> _Exercise aim_: Duplicate the lines of the data below precisely as they appear, leaving out the pictures.

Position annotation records

━━━━━━

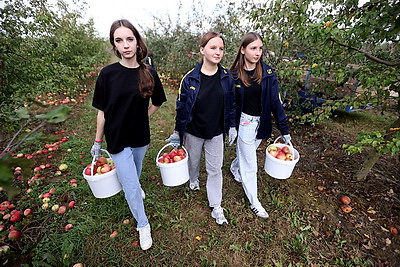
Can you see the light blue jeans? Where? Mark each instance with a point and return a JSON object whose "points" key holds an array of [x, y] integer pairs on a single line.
{"points": [[244, 166], [129, 167]]}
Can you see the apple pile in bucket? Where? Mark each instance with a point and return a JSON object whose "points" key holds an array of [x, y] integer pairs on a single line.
{"points": [[102, 165], [174, 155], [282, 153]]}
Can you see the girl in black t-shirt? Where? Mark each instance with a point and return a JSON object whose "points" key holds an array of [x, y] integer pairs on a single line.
{"points": [[122, 96]]}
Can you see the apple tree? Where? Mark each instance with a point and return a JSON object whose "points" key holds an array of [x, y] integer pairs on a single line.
{"points": [[337, 42]]}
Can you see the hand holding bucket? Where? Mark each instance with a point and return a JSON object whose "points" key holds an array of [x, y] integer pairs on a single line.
{"points": [[103, 185], [176, 172], [280, 168]]}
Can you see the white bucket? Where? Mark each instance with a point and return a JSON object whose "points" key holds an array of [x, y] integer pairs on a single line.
{"points": [[103, 185], [280, 169], [176, 173]]}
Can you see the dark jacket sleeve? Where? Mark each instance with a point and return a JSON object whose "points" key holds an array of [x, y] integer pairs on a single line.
{"points": [[181, 107], [277, 109]]}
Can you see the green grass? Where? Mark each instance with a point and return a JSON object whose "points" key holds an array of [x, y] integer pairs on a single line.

━━━━━━

> _Exercise answer_:
Can you see the light blue jeans? Where? Mark each instance with a point and return a JSON object whose "points" key holds an array of [x, y] integer pairs on a single line.
{"points": [[244, 166], [129, 167]]}
Can you see the apple pile in bucket? Where? Mark each instance with a point and return a JSON object whose "points" key holds an array of [x, y] integer pairs on a single line.
{"points": [[102, 165], [174, 155], [282, 153]]}
Can you see the girl in black t-shirt? Where? Mark each instance with a point and return a JSON object whose "points" key holds an array of [x, y] integer pairs on a single line.
{"points": [[122, 96]]}
Can you see the apple tree? Where? Mark each instance with a point and return a JSON object whose "points" key holds an array of [x, y] integer pairs on a single line.
{"points": [[337, 42]]}
Can you see the hand holding bucket? Where? Mark each instance with a point and return a JSON object whose "points" key holds an array of [x, y] integer pairs on a single line.
{"points": [[103, 185], [176, 172], [280, 168]]}
Can you see the white bucket? Where? Mark each instance with a point and return a JSON object whose "points" key holds an array of [x, y] integer pairs on a single line.
{"points": [[103, 185], [280, 169], [176, 173]]}
Can you see the dark jacket sleeve? Where? Mark each instance with a point and return a JSON object whose "points" key holds an array of [x, y] integer pairs on a single line.
{"points": [[181, 107], [277, 109]]}
Can you see the green grass? Where? Mark each instance with a point and return a JSON object whose "points" key holds an array of [x, y] integer pairs on a single line.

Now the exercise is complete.